How to complete this task → Please output exactly the part of the records below that opens with the line containing "Provide a point for each instance of the side" and closes with the line containing "Provide a point for each instance of the white sleeper", both lines included, and nothing else.

[Dataset records]
----

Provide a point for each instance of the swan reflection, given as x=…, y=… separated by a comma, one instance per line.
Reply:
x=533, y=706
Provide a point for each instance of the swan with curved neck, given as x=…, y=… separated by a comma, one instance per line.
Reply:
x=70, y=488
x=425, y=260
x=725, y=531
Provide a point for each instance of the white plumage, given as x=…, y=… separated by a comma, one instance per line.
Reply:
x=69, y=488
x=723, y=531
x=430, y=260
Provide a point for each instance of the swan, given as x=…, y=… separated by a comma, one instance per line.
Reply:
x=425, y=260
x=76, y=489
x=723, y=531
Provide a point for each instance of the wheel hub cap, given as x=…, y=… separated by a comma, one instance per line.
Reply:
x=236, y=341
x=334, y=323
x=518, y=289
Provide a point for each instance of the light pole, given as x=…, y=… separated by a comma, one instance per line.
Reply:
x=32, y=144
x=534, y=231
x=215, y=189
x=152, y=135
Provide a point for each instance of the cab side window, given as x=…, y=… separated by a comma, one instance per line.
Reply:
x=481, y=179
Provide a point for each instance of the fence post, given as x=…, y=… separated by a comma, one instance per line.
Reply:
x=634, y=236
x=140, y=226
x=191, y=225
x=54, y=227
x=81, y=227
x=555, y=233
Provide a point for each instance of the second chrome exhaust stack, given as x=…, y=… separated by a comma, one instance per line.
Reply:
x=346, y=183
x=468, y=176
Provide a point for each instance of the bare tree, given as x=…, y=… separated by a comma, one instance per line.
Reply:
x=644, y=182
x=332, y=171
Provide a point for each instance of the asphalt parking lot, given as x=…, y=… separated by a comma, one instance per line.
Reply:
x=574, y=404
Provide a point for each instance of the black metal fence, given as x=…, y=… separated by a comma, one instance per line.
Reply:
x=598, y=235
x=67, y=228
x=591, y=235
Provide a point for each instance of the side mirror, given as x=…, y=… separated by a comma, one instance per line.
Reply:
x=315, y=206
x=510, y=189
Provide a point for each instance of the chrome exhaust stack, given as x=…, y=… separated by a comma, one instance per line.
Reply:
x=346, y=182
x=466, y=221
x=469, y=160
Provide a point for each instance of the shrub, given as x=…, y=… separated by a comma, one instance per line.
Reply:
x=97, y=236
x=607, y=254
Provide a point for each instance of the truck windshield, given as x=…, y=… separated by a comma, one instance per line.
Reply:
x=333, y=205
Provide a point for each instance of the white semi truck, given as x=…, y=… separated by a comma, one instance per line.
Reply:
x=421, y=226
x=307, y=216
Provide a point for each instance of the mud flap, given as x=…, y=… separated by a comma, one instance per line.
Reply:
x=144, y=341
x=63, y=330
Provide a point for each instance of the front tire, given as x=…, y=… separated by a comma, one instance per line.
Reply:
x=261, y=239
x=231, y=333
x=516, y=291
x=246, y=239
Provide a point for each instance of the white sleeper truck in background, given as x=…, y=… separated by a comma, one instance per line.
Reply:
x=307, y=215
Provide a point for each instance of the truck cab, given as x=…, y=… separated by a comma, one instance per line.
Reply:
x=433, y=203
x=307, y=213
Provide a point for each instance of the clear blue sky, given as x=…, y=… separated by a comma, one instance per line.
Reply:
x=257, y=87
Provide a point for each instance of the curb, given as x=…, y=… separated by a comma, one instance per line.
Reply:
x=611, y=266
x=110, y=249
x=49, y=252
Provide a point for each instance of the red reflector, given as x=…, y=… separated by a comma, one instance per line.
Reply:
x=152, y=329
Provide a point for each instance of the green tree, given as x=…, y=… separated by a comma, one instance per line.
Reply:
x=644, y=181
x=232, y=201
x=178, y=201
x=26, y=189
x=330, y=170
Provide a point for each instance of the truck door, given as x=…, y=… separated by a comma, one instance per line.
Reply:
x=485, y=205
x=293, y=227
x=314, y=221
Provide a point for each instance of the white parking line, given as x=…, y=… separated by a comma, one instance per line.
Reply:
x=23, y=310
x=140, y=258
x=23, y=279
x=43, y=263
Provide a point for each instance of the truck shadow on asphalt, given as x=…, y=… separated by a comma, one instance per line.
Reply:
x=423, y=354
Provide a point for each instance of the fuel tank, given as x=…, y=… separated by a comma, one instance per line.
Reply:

----

Response for this exercise →
Provide a point for each instance of the side mirror, given as x=…, y=… separated by a comma, one instance per line.
Reply:
x=315, y=206
x=510, y=189
Provide a point for each instance of the chrome exhaust stack, given as x=…, y=… separated by a comma, one instance per line.
Reply:
x=346, y=182
x=466, y=221
x=469, y=160
Provide a point for each instance of the shrub, given as x=…, y=… separated by a comma, one instance per line.
Reply:
x=97, y=236
x=607, y=254
Provide a point for each instance of the truck windshield, given as x=…, y=… separated by a comma, one instance per line.
Reply:
x=333, y=205
Provide a point for each instance of the white semi truck, given as x=…, y=… separated by a comma, one instance per line.
Reply:
x=421, y=226
x=307, y=216
Provide a point for each instance of the mud flap, given as x=…, y=… separated by a comma, one instance per line.
Reply:
x=144, y=341
x=63, y=330
Provide a point for each instance of the front tire, given as x=…, y=… separated by a comma, one instance per line.
Reply:
x=261, y=239
x=231, y=333
x=516, y=291
x=246, y=239
Provide a point for each instance of the white sleeper truck in background, given as x=…, y=… separated by a comma, one instance per line.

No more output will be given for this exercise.